§ WRITTEN INSTRUCTION
Emit the line that holds "Target: blue dusk sky" and all lines following it through the end of the data, verbatim, and nothing else.

------

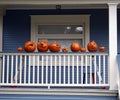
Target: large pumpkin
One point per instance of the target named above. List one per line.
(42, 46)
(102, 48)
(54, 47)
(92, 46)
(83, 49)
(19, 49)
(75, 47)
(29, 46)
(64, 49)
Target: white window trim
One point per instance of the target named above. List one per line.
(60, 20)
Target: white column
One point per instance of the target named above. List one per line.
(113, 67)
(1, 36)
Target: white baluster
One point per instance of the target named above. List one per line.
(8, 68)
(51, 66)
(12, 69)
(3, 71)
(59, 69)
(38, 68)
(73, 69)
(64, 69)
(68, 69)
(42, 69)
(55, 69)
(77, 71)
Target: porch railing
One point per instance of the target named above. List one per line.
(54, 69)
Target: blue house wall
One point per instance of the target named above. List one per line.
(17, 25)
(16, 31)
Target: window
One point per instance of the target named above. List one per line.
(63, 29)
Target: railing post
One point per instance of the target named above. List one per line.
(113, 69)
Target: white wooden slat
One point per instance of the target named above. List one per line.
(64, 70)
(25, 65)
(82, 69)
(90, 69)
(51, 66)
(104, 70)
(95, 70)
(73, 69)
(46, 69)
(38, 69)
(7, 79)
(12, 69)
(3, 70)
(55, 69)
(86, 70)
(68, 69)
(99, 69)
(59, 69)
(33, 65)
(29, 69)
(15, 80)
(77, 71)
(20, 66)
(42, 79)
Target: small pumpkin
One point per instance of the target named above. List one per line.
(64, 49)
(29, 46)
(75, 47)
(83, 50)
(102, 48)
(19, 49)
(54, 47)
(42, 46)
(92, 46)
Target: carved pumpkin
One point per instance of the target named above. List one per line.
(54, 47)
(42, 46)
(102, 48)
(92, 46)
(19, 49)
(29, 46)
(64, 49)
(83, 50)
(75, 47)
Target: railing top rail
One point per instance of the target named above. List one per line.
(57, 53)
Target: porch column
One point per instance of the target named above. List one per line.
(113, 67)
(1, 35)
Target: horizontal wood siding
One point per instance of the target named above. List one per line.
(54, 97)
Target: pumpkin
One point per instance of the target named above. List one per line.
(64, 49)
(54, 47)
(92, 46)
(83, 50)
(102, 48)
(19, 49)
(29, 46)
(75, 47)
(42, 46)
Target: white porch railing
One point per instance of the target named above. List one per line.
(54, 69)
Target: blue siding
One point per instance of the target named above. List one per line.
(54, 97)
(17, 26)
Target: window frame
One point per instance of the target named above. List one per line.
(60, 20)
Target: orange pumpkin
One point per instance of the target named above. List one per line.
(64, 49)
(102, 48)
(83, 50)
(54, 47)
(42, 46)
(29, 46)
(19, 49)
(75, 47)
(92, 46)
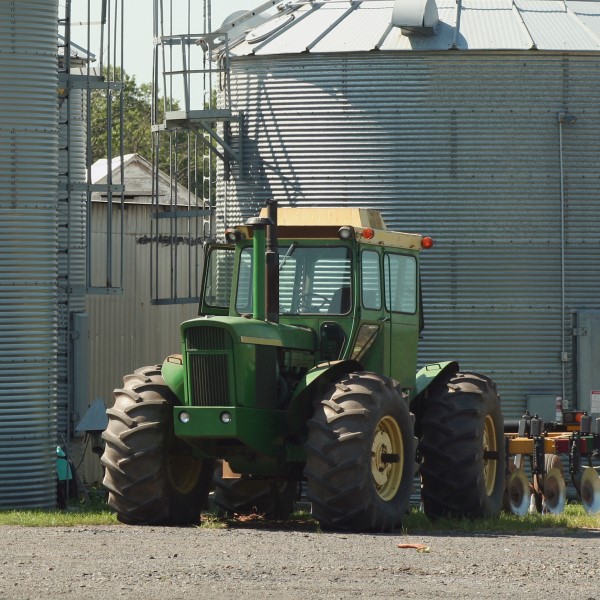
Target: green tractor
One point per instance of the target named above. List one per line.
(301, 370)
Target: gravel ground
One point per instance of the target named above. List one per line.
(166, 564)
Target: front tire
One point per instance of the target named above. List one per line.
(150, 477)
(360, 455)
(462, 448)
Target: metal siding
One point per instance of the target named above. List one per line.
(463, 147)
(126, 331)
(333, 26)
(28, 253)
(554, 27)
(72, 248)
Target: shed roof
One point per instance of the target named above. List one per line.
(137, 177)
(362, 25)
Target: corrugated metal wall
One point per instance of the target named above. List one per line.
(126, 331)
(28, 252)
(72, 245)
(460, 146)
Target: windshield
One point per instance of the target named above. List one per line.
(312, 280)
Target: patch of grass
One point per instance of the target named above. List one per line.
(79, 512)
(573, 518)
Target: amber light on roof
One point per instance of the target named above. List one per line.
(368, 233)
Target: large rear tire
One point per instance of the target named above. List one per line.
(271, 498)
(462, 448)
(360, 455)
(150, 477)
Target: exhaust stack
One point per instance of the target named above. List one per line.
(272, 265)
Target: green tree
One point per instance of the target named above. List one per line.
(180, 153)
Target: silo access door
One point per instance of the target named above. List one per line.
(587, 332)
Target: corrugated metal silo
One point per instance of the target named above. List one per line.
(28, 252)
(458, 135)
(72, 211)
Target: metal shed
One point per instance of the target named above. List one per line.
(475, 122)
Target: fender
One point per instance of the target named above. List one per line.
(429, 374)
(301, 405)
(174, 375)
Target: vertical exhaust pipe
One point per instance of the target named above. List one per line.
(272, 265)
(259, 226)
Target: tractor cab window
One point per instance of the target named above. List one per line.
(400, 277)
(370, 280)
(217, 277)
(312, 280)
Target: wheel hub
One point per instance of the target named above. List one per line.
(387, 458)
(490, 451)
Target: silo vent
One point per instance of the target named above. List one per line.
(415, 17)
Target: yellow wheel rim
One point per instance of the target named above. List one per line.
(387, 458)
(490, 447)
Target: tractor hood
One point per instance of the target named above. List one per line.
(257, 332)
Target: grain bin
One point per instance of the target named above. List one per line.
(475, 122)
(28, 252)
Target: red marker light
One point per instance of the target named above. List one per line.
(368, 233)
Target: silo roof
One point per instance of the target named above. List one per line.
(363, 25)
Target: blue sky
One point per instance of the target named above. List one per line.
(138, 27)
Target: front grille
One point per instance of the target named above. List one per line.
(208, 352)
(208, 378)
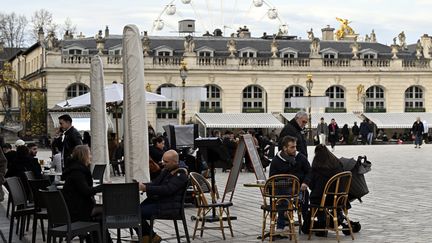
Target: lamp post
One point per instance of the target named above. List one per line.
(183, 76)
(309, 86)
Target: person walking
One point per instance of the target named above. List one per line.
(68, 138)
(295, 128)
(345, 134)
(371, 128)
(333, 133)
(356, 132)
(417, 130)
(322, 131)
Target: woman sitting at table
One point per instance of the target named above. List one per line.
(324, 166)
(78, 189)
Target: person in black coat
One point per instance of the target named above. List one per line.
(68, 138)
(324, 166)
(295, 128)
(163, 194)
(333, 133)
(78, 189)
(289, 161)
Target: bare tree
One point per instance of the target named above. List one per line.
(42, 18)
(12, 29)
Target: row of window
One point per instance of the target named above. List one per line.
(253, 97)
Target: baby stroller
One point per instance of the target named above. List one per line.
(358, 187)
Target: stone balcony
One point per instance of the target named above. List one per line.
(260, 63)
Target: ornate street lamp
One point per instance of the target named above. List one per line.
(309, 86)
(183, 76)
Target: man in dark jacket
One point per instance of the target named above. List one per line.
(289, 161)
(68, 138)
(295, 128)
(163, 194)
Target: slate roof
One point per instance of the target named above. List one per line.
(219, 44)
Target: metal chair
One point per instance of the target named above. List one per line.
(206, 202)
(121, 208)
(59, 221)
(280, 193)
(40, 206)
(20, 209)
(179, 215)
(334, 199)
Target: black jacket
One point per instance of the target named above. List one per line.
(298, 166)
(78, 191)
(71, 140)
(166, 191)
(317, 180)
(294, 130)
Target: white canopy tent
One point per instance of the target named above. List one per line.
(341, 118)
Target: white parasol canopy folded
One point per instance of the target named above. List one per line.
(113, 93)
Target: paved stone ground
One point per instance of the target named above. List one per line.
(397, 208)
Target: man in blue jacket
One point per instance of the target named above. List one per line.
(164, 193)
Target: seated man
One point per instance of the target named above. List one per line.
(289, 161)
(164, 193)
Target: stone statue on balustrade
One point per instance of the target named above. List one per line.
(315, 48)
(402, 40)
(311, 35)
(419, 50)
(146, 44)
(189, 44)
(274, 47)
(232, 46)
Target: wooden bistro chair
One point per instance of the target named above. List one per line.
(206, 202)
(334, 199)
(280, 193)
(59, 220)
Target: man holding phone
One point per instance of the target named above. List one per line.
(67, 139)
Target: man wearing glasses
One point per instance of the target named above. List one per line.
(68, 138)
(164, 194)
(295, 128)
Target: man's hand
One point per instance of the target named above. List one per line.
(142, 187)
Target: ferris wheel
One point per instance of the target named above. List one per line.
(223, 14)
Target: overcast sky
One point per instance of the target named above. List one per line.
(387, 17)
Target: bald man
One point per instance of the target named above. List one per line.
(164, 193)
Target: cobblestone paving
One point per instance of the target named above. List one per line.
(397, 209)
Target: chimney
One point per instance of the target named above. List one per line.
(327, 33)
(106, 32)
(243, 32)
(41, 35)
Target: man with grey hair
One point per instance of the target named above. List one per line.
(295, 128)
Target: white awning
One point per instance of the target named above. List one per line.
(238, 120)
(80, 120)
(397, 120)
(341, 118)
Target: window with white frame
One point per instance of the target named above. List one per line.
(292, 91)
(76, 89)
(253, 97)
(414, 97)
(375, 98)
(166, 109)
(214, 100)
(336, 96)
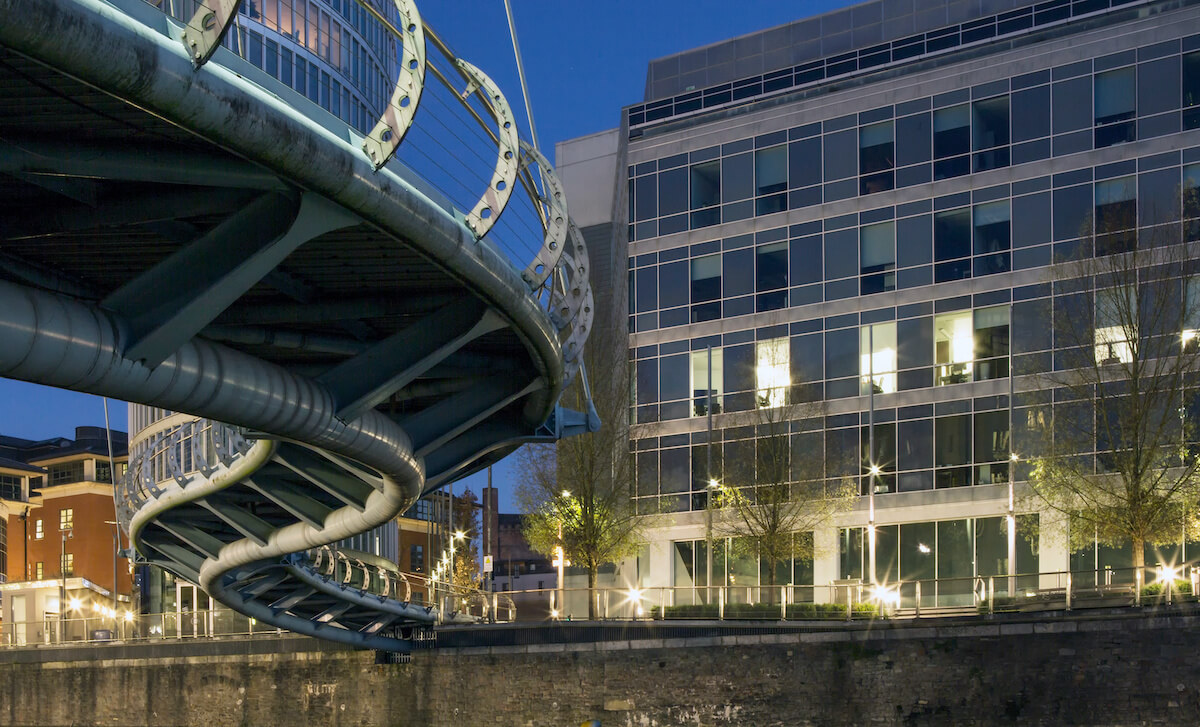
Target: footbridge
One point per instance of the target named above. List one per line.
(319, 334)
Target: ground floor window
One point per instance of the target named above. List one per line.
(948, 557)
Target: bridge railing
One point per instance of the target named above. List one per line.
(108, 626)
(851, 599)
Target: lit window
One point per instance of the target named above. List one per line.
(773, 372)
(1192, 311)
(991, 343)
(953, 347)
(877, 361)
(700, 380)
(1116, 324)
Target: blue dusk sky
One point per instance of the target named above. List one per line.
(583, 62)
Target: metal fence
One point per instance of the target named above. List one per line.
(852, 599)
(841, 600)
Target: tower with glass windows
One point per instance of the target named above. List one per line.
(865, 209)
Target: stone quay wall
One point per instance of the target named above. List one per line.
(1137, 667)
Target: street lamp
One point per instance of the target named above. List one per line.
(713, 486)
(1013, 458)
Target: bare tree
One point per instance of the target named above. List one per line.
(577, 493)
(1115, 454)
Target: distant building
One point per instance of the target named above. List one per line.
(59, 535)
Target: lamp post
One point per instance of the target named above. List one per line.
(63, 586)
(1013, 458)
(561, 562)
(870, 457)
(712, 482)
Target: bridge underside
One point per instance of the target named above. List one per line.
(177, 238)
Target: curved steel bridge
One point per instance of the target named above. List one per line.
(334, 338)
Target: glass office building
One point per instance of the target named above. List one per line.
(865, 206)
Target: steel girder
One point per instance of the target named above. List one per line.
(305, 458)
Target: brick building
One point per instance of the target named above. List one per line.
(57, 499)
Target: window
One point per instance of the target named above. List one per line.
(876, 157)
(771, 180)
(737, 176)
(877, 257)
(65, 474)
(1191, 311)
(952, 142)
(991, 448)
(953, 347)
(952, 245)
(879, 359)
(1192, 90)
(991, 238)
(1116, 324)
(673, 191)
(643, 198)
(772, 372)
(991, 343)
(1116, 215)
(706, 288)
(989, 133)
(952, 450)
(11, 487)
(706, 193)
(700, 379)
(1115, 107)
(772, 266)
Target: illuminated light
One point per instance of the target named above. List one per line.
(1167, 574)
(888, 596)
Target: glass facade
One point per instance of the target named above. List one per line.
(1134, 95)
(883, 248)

------

§ SOLVED PROBLEM
Target: blue dusk sky
One point per instance of the target named above. List one per line.
(583, 62)
Target: metal fence
One point per instance of the target named above. List one per line.
(852, 599)
(841, 600)
Target: tower with glass windows
One point per instance of the target named above. List one per line.
(865, 209)
Target: stone quay wall
One point per instance of the target named above. List one per line.
(1137, 667)
Target: street lamp
One point per instance of the target named above. List one per line.
(713, 486)
(1013, 458)
Target: bare tree
One point per instance of the target named above. List one per line.
(577, 493)
(1115, 454)
Target: distant building
One point per instance of the target named above. List one per line.
(59, 535)
Target: lamp post
One point per instance of the target named above. List one per line.
(63, 586)
(1013, 458)
(561, 562)
(870, 457)
(712, 482)
Target: bridge underside
One point per instance of the target named above. List one per line.
(177, 238)
Target: curved steel bridge
One point per instance of the target named above. List one per line.
(334, 338)
Target: glass office building
One point per instance of the target named above. List one per line.
(865, 206)
Target: steel girder
One point per instance of the target named above. List one per line.
(305, 458)
Target: brick building
One point per instance of the target named above. List one per line.
(57, 499)
Target: window
One point per instance of the target named above. List one per line.
(876, 157)
(771, 180)
(737, 176)
(877, 257)
(65, 474)
(1191, 311)
(952, 142)
(991, 448)
(953, 347)
(952, 245)
(879, 359)
(1192, 90)
(991, 238)
(1116, 324)
(673, 191)
(643, 198)
(772, 372)
(991, 343)
(1116, 215)
(706, 288)
(989, 133)
(952, 450)
(11, 487)
(706, 193)
(700, 379)
(1115, 107)
(772, 266)
Target: illuminated light
One point per instance of the target named above. List one per line.
(1167, 574)
(888, 596)
Target: glass facade
One point per instance of the target named above. List one per line.
(1134, 95)
(883, 248)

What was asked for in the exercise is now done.